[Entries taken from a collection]
+ + + + +

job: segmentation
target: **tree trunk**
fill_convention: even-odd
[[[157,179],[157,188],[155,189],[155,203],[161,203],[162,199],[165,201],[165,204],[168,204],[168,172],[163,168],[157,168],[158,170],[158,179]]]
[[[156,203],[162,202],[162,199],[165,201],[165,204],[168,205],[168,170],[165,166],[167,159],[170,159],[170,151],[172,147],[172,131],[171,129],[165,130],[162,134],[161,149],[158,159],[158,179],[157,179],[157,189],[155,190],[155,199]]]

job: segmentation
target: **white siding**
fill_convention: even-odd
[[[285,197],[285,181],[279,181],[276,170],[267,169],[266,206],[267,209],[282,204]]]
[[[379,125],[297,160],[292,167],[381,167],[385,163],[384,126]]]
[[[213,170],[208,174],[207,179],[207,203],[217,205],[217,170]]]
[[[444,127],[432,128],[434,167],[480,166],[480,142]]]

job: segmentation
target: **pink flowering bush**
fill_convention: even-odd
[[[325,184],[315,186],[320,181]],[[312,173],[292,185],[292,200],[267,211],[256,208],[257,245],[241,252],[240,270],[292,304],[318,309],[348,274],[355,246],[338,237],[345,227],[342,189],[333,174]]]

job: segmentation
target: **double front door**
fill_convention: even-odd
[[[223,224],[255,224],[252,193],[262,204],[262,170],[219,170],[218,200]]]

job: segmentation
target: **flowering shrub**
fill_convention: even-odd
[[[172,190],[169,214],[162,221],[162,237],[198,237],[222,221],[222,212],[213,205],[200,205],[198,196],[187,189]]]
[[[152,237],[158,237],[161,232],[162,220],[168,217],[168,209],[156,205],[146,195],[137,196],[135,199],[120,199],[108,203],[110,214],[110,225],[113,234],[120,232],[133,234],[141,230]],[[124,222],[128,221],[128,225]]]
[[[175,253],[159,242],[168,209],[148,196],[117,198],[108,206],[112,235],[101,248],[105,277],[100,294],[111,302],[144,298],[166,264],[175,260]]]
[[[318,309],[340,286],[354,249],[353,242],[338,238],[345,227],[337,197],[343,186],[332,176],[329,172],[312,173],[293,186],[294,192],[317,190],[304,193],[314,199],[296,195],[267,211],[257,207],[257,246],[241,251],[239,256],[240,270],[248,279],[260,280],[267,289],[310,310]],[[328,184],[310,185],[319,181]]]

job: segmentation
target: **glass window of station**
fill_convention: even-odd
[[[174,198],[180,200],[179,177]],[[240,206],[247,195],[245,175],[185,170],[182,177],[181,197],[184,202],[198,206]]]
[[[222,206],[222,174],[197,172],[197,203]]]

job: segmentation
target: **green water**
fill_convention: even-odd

+ + + + +

▶ **ACTION ITEM**: Find the word "flowering" in the entries above. Copy every line that has it.

▶ **OUTPUT OF THE EXERCISE**:
target: **pink flowering bush**
target: **flowering shrub**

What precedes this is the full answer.